> _Textauszug_
Sagen Sie das als Linker?

Ja. Ich glaube, es ist einer der grossen Fehler der Linken gewesen, den Begriff der Heimat negativ zu sehen. Ich finde, dass zum Urvertrauen des Menschen auch die Heimatverbundenheit gehört. Zur Humanität gehört allerdings auch die Integration des Fremden. Wir müssen versuchen, beides miteinander zu kombinieren. Wir müssen in diesen beiden Sphären leben. Die Abschaltung jeweils einer Sphäre hat bisher nur grosses Unglück erzeugt.

In Ihrem Buch fragen Sie: «Wo bleibt die Möglichkeit, ruhigen Bluts die politischen Lager zu inspizieren, beim ‹Feind› Kerne von Wahrheit zu entdecken, uns zum Ausgleich zu ermutigen?» Wie weit, glauben Sie, ist die Polarisierung unter den Menschen fortgeschritten?

Wie es bei den Menschen wirklich ist, weiss ich nicht, aber die Medien teilen sich mehr und mehr in Meinungslager. Das kann damit zu tun haben, dass die Polarisierung in gewissen intellektuellen Schichten eine grössere Rolle spielt als beim Volk. Im Fernsehen gab es kürzlich eine Dokumentarserie über den Aufstieg der AfD, wo eben auch gezeigt wurde, dass eben die Silvesternacht von Köln ein Kipppunkt war. Manche Medien haben eine Woche lang verschwiegen, welche Teile der Migranten da im Negativen aktiv waren. So etwas empfinde ich als fatal. Es ist Teil der Polarisierung und trägt zu weiterer Polarisierung bei.

Apropos Polarisierung. Ihre Frau Caroline Sommerfeld ist bei der Neuen Rechten aktiv und auf vorkonziliare Art katholisch, Sie sind Altachtundsechziger. Wie ist die ehelich-intellektuelle Situation im Augenblick?

Wir führen eine sehr interessante Ehe. Im Augenblick haben wir einen grossen Streitfall, und zwar sind das die paulinischen Briefe. Meine Frau ist für die vorkonziliare Kirche und ich bin eher ein Heinrich-Böll-Katholik. Das ist so ein weichgespülter rheinischer Katholizismus, der wenig Dogmen kennt, sich in der geistigen Architektur der Kirche wohlfühlt, aber die Kirchengeschichte erschreckend findet.

Politisch haben Sie keinen Streitpunkt?

Es bleibt immer interessant zwischen mir als altem Linken und ihr. Sie empört sich zum Beispiel darüber, dass die rechten Parteien Elon Musk hofieren. Für meine Frau ist das ein böser Globalisierer. Wir sind uns beide einig, dass es keine Diktatur der Tech-Milliardäre geben darf. So etwas wäre ein grosses Unglück, und darüber muss ich mit meiner Frau auch nicht streiten.

> _Bereitgestellte Daten_
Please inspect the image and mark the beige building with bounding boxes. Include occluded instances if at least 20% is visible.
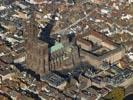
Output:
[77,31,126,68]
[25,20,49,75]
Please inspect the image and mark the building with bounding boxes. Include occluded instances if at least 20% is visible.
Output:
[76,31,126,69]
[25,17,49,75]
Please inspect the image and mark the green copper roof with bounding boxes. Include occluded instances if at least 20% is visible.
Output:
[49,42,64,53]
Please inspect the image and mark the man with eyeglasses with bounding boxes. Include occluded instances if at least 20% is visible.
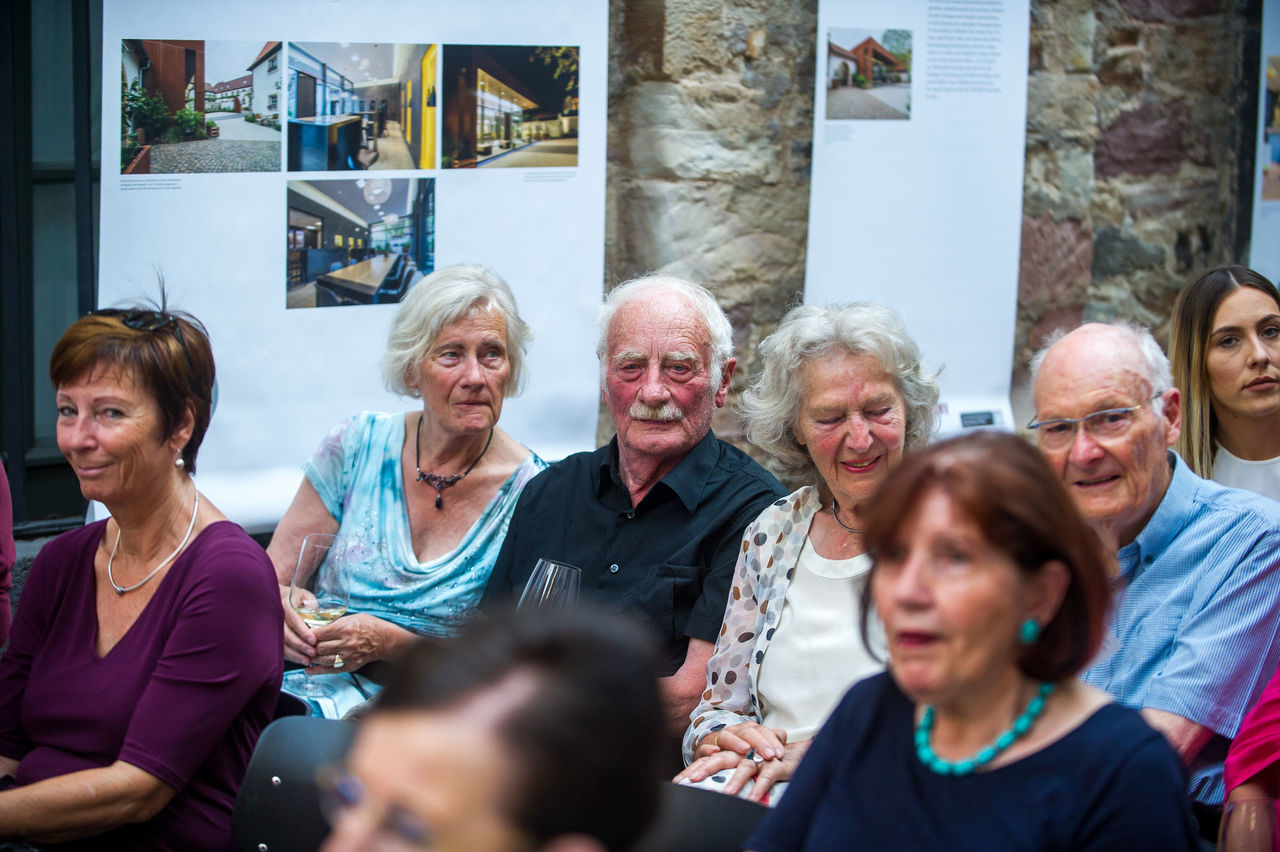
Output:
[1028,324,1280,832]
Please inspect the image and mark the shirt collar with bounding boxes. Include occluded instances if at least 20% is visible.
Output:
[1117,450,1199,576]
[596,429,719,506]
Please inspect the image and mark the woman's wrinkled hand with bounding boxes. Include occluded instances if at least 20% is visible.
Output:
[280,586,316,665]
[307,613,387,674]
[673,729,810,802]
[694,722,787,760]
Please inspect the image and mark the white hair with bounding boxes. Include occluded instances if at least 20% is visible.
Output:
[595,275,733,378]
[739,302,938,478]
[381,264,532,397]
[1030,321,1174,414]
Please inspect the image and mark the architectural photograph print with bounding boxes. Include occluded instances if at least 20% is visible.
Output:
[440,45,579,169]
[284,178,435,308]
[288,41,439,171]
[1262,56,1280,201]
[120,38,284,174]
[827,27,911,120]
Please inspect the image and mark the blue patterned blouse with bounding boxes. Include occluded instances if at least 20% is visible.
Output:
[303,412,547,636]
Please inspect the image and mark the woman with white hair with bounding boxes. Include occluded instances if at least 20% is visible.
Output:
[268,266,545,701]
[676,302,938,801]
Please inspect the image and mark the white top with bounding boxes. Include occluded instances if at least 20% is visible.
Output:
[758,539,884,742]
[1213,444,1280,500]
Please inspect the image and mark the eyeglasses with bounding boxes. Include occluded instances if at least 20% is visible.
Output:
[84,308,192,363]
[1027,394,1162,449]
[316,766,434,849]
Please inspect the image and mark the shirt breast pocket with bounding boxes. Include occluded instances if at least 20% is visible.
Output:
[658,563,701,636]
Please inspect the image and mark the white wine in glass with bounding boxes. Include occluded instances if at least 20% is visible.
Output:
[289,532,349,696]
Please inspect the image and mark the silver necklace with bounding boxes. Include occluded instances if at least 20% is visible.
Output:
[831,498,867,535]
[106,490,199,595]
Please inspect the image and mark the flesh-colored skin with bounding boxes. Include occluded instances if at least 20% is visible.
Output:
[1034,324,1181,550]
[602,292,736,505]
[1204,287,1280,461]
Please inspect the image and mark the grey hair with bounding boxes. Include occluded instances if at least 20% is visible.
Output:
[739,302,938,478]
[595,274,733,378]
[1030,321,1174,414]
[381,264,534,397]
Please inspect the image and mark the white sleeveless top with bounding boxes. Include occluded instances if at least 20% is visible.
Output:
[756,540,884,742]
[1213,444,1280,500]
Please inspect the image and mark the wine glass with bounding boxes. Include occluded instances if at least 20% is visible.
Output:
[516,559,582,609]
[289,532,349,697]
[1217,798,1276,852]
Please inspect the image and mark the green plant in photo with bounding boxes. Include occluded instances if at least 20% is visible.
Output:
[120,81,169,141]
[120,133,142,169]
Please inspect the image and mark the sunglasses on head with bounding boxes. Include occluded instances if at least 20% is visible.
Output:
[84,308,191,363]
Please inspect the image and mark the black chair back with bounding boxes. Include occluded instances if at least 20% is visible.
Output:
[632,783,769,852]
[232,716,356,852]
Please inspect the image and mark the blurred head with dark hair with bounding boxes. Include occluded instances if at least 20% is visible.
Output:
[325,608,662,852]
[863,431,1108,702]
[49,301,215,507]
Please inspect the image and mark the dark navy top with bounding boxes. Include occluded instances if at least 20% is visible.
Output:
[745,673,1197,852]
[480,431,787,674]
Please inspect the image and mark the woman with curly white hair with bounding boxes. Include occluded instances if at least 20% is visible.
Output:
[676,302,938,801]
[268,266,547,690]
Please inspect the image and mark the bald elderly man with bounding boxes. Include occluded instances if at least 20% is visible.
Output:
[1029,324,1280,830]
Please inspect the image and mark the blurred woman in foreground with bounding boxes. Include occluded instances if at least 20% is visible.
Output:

--

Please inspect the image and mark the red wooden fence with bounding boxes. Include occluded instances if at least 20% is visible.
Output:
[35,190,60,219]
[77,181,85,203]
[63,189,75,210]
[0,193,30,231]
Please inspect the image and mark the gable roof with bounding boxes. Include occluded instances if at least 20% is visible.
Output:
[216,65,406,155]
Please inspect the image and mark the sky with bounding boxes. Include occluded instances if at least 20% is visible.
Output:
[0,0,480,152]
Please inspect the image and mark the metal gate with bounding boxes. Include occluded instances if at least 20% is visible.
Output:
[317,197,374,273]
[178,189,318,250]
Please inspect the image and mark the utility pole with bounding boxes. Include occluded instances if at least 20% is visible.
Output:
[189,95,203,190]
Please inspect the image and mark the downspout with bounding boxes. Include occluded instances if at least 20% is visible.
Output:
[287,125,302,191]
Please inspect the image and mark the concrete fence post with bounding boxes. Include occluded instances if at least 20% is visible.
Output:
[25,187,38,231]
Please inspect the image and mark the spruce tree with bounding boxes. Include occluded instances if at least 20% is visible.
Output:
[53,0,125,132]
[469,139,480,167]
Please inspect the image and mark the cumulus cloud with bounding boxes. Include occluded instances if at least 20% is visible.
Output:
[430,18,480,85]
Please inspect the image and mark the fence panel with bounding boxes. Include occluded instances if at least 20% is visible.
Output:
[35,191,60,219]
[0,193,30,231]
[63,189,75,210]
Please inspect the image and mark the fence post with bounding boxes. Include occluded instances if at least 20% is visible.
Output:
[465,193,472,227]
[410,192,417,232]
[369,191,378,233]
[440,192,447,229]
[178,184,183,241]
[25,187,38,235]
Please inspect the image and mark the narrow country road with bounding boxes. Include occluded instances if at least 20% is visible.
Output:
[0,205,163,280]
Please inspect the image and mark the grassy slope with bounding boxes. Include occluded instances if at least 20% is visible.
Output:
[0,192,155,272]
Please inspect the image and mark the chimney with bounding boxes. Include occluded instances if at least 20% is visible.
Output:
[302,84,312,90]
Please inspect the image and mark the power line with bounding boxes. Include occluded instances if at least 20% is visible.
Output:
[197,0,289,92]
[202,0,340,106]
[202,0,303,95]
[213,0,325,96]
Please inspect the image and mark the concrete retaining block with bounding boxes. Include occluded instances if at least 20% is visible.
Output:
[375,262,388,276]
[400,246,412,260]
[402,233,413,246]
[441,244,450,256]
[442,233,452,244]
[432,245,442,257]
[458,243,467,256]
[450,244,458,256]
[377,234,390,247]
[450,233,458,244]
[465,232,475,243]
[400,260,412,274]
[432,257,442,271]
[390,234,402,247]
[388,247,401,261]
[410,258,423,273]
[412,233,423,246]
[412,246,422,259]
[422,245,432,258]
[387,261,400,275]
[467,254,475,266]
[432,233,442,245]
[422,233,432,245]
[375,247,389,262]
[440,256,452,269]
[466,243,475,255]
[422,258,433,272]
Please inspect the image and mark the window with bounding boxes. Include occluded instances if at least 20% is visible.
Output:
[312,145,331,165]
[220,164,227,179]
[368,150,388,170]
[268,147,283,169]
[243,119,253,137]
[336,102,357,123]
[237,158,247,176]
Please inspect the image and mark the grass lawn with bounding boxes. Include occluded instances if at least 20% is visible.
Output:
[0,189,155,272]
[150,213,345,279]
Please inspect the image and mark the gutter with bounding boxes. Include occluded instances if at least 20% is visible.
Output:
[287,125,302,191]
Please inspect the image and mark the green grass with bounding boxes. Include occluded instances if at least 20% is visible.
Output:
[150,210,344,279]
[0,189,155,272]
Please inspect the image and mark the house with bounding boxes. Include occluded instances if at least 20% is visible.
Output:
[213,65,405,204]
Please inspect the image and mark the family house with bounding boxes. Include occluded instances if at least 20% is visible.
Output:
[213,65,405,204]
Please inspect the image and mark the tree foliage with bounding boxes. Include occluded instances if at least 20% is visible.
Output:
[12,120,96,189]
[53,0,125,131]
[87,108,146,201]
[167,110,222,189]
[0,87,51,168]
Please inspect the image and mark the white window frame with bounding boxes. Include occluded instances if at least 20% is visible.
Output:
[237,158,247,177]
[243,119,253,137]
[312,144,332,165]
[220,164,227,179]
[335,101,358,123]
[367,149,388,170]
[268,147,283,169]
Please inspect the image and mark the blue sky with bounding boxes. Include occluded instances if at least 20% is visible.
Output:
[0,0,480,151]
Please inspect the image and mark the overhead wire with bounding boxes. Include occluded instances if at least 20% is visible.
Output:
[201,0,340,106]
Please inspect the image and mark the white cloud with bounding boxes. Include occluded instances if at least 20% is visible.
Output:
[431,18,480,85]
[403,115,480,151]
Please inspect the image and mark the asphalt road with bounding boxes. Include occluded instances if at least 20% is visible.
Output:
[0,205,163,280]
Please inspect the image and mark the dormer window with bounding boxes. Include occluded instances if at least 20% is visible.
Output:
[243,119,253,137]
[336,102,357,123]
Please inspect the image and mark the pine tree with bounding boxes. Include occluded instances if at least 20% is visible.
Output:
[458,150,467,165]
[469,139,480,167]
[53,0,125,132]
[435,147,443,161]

> _Aufgaben_
1) Zitieren Sie bitte aus dem Textauszug wörtlich den Abschnitt von „Wir führen eine“ bis einschließlich „auch nicht streiten.“.
2) Was ist laut Textauszug derzeit der große Streitfall in der Ehe des Befragten?

> _Lösungen_
1)
Wir führen eine sehr interessante Ehe. Im Augenblick haben wir einen grossen Streitfall, und zwar sind das die paulinischen Briefe. Meine Frau ist für die vorkonziliare Kirche und ich bin eher ein Heinrich-Böll-Katholik. Das ist so ein weichgespülter rheinischer Katholizismus, der wenig Dogmen kennt, sich in der geistigen Architektur der Kirche wohlfühlt, aber die Kirchengeschichte erschreckend findet.

Politisch haben Sie keinen Streitpunkt?

Es bleibt immer interessant zwischen mir als altem Linken und ihr. Sie empört sich zum Beispiel darüber, dass die rechten Parteien Elon Musk hofieren. Für meine Frau ist das ein böser Globalisierer. Wir sind uns beide einig, dass es keine Diktatur der Tech-Milliardäre geben darf. So etwas wäre ein grosses Unglück, und darüber muss ich mit meiner Frau auch nicht streiten.

2) Die paulinischen Briefe.